▶ _Reading passage_:
Questions on connectedness

Question

I have a final examination in general topology this week, and I've been doing past papers for the past two days in anticipation for it. I'm not sure if my answers are correct so could someone tell me if I'm in the right direction?

Let $(X,\tau_1)$ and $(Y, \tau_2)$ be topological spaces

$1) \quad\text{Prove that $X$ and $Y$ connected iff $X\times Y$ connected}$

$\text{Sol$^n$: X and Y connected $\longleftrightarrow$ $\{x\in X|\quad\text{X is connected}\}$}\text{and {$y\in Y$| $\text{Y is connected}$}}$

$\longleftrightarrow \{(x,y)\in X\times Y |\quad \text{X is connected and Y is connected}\}$

$\longleftrightarrow X\times Y\quad \text{is connected}$

$2)$ Prove that X is connected iff for each pair of open subsets in $U$ and $V$ of $X$, we have $U\subseteq V$ or $V\subseteq U$

$\text{Sol}^n: $ $\longrightarrow$ Since $X$ is connected we know for $U,V\in X,\quad$ $U\cup V = X$ and $U\cap V \neq\emptyset$. Since $U\cap V \neq\emptyset$ the implication here is that $U\subseteq V$ or $V\subseteq U$

$\longleftarrow$ If for $U,V\in X$ we have $U\subseteq V$ or $V\subseteq U$ then it is clear that $U\cup V = X$, and $U\cap V \neq \emptyset$ so X will be indeed connected

$3)$ Let $(\mathbb{R},\epsilon(0))$ be a topological space with topology

$$\epsilon(0) = \{\mathbb{R}\}\cup\{S\subseteq\mathbb{R}: 0\not\in S\}$$

Prove that $(\mathbb{R},\epsilon(0))$ is connected.

I'm having a bit of trouble with this one. If we exclude 0 as in the definition then wouldn't this be a partition of the set such that for $U,V\in \epsilon(0)$, $U\cap V=\emptyset$?

Answer 1

Your answer for (1) isn't adequate. The second equivalence is just a restatement of the result you are trying to prove. Also, the result doesn't hold unless both $X$ and $Y$ are assumed to be nonempty.

To prove this equivalence, one direction is easy: If either $X$ or $Y$ is disconnected, then it is trivial to show that $X\times Y$ is also disconnected.

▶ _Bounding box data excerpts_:

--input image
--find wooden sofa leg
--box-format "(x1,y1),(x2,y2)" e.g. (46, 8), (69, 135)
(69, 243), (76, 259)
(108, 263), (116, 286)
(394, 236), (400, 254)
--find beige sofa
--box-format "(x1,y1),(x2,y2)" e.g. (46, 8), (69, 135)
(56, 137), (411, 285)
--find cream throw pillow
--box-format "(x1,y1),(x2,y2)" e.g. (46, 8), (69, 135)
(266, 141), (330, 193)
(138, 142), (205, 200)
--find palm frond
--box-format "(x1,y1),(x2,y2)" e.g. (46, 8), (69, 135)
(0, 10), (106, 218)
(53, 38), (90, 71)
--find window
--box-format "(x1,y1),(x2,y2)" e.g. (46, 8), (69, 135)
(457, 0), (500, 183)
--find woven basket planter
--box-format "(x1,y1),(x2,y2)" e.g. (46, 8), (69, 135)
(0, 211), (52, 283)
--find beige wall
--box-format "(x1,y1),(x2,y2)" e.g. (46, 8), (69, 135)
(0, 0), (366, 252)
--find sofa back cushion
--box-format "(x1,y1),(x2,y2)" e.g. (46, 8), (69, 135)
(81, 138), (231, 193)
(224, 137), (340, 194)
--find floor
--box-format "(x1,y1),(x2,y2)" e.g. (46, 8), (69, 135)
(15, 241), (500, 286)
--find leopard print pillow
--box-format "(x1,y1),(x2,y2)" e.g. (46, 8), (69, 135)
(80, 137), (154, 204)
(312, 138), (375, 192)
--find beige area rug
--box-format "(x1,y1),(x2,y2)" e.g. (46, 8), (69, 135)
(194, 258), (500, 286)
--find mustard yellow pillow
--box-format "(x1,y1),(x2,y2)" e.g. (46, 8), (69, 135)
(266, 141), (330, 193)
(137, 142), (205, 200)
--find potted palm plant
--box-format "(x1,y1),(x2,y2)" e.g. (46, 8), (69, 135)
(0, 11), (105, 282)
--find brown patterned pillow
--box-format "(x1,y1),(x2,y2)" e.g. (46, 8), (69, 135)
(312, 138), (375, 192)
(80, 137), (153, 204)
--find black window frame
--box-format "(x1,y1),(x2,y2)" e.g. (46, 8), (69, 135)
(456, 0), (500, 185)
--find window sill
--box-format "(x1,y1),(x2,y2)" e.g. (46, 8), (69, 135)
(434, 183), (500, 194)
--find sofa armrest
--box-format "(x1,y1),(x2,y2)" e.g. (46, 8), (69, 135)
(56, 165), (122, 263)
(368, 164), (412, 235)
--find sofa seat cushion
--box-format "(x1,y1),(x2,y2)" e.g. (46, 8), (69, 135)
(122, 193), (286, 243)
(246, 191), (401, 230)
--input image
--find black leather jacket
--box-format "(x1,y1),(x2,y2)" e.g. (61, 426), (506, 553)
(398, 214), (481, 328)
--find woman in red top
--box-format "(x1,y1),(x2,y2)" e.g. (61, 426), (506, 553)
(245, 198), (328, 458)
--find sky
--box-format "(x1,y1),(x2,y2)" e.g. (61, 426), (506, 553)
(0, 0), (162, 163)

▶ _Written exercise_: Print the portion of the topology thread that begins at the words "To prove this" and ends after "is also disconnected.", with no character altered.

▶ _Full answer_:
To prove this equivalence, one direction is easy: If either $X$ or $Y$ is disconnected, then it is trivial to show that $X\times Y$ is also disconnected.